SET EXERCISE A » Reproduce every line of the listing below the data recovery notice word for word, leaving out the picture.

***** PAGE *****

Monitoring -
The data recovery process for /projects is complete. We believe we have recovered close to 100% of the data that was originally present in these directories. Some of the metadata for files (like file creation date) may be incorrect; we strongly recommend validating any data that you copy from the recovered file system.
Update -
The data recovery process for /staging and HTC /software is complete. We believe we have recovered about 50% of the data that was originally present in these directories. Some of the metadata for files (like file creation date) may be incorrect; we strongly recommend validating any data that you copy from the recovered file system.
Update -
We are nearly finished recovering data from the /staging directory. We will provide more information in the next day or so as we confirm the recovery process. We are still working on recovering data from the /projects directory and anticipate it will be several weeks before it is ready for users to access.

***** INFORMATION SUPPLIED *****

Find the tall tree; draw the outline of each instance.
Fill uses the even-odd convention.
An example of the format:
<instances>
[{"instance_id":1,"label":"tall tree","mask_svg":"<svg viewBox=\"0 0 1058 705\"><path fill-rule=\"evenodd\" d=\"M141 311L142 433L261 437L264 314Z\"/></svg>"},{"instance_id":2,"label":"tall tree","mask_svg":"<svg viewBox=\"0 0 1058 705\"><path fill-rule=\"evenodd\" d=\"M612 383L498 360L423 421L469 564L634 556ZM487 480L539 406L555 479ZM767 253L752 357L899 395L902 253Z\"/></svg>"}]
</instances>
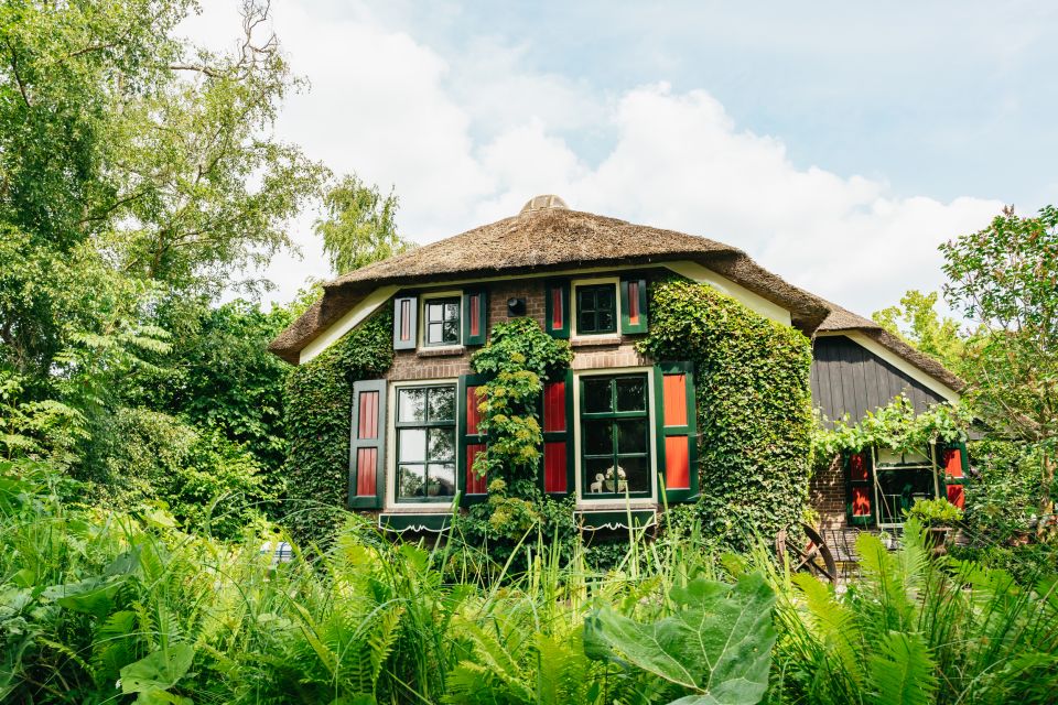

*****

SET EXERCISE B » Continue the data recovery status notice above, starting right after its last sentence.

EXERCISE ANSWER A »
Find the tall tree; draw the outline of each instance.
Fill uses the even-odd convention.
An example of the format:
<instances>
[{"instance_id":1,"label":"tall tree","mask_svg":"<svg viewBox=\"0 0 1058 705\"><path fill-rule=\"evenodd\" d=\"M141 311L142 433L261 437L264 314Z\"/></svg>"},{"instance_id":2,"label":"tall tree","mask_svg":"<svg viewBox=\"0 0 1058 705\"><path fill-rule=\"evenodd\" d=\"M612 383L498 360L423 421L469 564L634 556ZM487 480L539 406L555 479ZM767 253L752 357L899 395L902 253Z\"/></svg>"}]
</instances>

EXERCISE ANSWER B »
Dec 10, 15:48 CST
Update -
We have created new /staging, /projects and /software data spaces. Please email us if you need your group /staging directories, /projects, or /software directories re-created. If any aspects of your jobs relied on these directories and you are currently having issues running jobs, contact us at chtc@cs.wisc.edu.
Dec 6, 11:15 CST
Update -
All HTC users should now have access to a new staging directory with a default quota of 100GB / 1000 items. This space can be used exactly like the previous /staging directories to run jobs.
Identified -
We have identified the issue that was causing file system problems on Thursday. We are able to prevent it from recurring; however, it resulted in significant data loss in /staging, /projects, HTC /software and /squid before CHTC personnel were able to react.
All data in /squid is unrecoverable. Any remaining data in /projects and /staging is currently inaccessible as we work to recover whatever additional data we can. We hope to recover at least 50% of /staging and 60% of /projects.
This week (Nov 25-27), we will create a new data store to serve the “/staging” and “/projects” directories. Initially, there will be no data inside these directories. This new data backend for the /staging and /projects directories will be used for CHTC data storage moving forward and will be usable in jobs once available. We will post on this status page when these directories are available.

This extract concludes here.